* **YOUR TASK**: Reproduce everything from the line containing "of the black" down to the end of the material below, with no changes.

* **DATASET**:
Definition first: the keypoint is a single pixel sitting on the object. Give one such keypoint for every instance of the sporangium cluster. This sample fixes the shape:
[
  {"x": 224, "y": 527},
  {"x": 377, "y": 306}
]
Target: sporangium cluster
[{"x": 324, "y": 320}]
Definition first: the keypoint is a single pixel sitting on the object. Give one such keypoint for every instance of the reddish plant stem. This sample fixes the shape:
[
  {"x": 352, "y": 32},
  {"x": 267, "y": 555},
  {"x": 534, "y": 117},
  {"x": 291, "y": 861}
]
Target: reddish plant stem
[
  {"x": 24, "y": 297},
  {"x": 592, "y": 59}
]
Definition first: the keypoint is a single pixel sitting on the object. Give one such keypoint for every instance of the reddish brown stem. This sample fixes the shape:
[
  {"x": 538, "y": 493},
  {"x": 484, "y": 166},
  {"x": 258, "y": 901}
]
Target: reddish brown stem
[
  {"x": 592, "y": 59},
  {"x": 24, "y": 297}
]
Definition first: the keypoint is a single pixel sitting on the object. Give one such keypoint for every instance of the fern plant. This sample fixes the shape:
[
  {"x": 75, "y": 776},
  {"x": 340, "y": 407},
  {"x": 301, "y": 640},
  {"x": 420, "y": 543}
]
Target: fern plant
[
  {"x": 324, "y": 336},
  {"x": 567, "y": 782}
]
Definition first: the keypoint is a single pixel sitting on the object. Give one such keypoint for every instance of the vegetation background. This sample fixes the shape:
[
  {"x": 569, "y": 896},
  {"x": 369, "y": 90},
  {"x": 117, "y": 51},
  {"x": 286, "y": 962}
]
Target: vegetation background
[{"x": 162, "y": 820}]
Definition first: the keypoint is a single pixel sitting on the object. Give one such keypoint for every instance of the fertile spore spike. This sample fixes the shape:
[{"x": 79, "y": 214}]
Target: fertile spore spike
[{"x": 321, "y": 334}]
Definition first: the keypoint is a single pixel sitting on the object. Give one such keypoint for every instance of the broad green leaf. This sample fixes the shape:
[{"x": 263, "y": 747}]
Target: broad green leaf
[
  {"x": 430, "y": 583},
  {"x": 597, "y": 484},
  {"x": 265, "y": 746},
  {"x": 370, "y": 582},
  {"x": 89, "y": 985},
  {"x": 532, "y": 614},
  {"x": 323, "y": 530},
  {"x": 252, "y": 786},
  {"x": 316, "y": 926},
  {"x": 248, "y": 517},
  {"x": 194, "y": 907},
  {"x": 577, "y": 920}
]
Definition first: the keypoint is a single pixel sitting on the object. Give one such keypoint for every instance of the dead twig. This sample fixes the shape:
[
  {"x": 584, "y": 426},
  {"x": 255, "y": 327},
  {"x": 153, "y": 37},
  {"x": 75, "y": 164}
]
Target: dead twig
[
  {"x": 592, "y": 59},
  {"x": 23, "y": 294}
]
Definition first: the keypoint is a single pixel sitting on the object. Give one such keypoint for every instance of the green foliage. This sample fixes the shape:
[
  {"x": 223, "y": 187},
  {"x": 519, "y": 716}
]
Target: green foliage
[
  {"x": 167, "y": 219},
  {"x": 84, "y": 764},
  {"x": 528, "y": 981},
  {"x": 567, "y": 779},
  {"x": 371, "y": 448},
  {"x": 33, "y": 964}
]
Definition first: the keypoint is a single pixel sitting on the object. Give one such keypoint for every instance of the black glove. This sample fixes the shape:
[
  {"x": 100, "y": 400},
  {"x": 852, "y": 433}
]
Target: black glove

* **CORRECT OUTPUT**:
Definition first: the keypoint is a single pixel sitting on the object. Give one such keypoint for every instance of the black glove. This sample fixes the shape:
[
  {"x": 100, "y": 400},
  {"x": 852, "y": 433}
]
Target: black glove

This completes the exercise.